INSTRUCTIONS TO FOLLOW: What is needed is an exact copy of every entry below, minus the images.

Records drawn from a dataset

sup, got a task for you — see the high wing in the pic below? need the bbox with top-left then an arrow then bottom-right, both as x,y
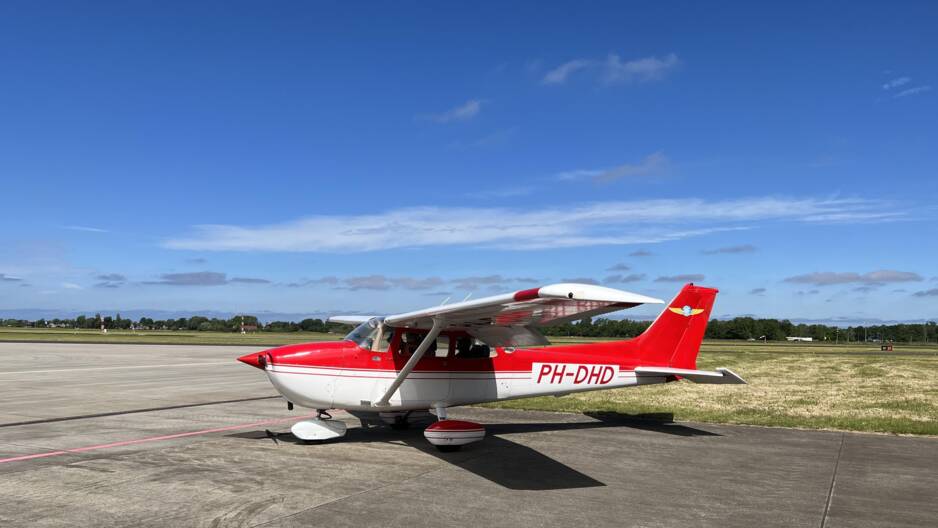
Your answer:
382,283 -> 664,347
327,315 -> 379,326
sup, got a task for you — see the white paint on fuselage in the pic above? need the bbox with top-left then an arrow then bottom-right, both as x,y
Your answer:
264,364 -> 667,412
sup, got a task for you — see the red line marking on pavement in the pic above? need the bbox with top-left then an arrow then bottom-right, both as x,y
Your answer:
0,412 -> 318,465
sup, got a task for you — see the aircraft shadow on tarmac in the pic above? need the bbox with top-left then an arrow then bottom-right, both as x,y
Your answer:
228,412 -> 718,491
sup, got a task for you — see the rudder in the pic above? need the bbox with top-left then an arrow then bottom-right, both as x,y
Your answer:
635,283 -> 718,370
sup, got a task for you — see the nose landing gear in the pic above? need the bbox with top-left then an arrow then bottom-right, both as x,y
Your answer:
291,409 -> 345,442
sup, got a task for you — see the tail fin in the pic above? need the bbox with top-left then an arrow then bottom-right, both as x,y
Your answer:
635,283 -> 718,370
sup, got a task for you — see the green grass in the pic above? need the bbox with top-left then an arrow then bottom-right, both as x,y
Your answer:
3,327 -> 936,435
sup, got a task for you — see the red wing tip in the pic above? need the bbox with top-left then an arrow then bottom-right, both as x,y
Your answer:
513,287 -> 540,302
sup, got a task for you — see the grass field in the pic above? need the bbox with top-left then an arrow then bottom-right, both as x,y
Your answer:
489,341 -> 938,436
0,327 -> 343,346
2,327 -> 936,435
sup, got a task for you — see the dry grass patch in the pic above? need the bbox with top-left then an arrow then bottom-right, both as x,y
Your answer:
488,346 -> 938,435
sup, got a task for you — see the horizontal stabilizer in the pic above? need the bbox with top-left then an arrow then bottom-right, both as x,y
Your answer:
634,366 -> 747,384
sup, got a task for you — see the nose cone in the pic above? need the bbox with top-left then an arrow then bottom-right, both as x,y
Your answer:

SOLUTION:
sup, got a task for you — see the high wing in the pic below? need the bbox with top-left then an arrow then bottom-right, both as x,y
Your answer:
382,283 -> 664,347
327,315 -> 379,326
sup, got a task for you — see the white paint on fuselage in the pic above? need the bbox with top-left then an arrow then bottom-right, both as x,y
Your answer:
264,364 -> 667,412
sup, got a task for you — see the red line marking on pavement in the pic above? need the bbox with top-left then an arrow then bottom-right, both as x,y
Your answer:
0,412 -> 318,465
sup, got a task for you — see the aircraft shadow on tarmac in the pic above? need the bbox with top-left then an arrow then bottom-right, both as x,y
Your answer:
228,412 -> 718,491
sup, got a task for you — see the rudder in the pic above? need the bbox with top-left then an arrow then bottom-right, both as x,y
Your answer:
635,283 -> 718,370
sup, got a task for you — see the nose landing gear in the pic above? need the bbox with top-left then an arrow then bottom-right, both as x,y
Your answer:
291,409 -> 345,442
sup, got a task for you — see the tail fin in the pic above? need the bbox with top-left then an arrow then bottom-right, both as x,y
Your answer:
635,283 -> 718,370
sup, got a task for you — see the green grass in the pic above? need the bbox with top-left then an arrow then bottom-right, both as x,y
Your answer:
3,327 -> 936,435
sup, got a task for you — see the red wing tip in the pic above? need the bbox with top-left then an arrow then bottom-right, both as x,y
Your answer:
513,287 -> 540,302
sup, got a task for you — see the grass field in the pic above? need the bbox with top-left then an arrow then bottom-right, both as x,y
Your answer:
489,341 -> 938,436
0,327 -> 343,346
2,327 -> 936,435
sup, got a task for you — see the dry grass patch in the pic above? need the bbox with top-left then an arrow then bottom-right, both as x,y
Your answer:
488,346 -> 938,435
sup, got a task for you — see the horizontal stabilizer in the pic above? need the bbox with top-left then an arrow then bottom-right, both as x,y
Your answer:
634,366 -> 747,384
sup, got a task for you — see the nose cone in the pic above? need the bbox with top-left then an arrow then bottom-right, both as x,y
Your answer:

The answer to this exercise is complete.